Exercise objective: Quote every line of the rows below verbatim, and leave the pictures out of your answer.

►

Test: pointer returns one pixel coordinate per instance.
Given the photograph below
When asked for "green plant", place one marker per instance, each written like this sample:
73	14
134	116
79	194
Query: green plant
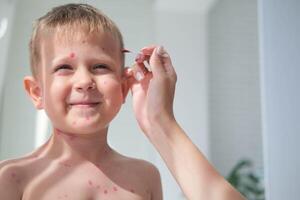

◄

Full output:
Test: pointer returns one pixel coordinate per instance.
Given the photograph below
When asked for "green plant", place one marker per instance, each written like this sample:
73	14
134	116
79	194
Query: green plant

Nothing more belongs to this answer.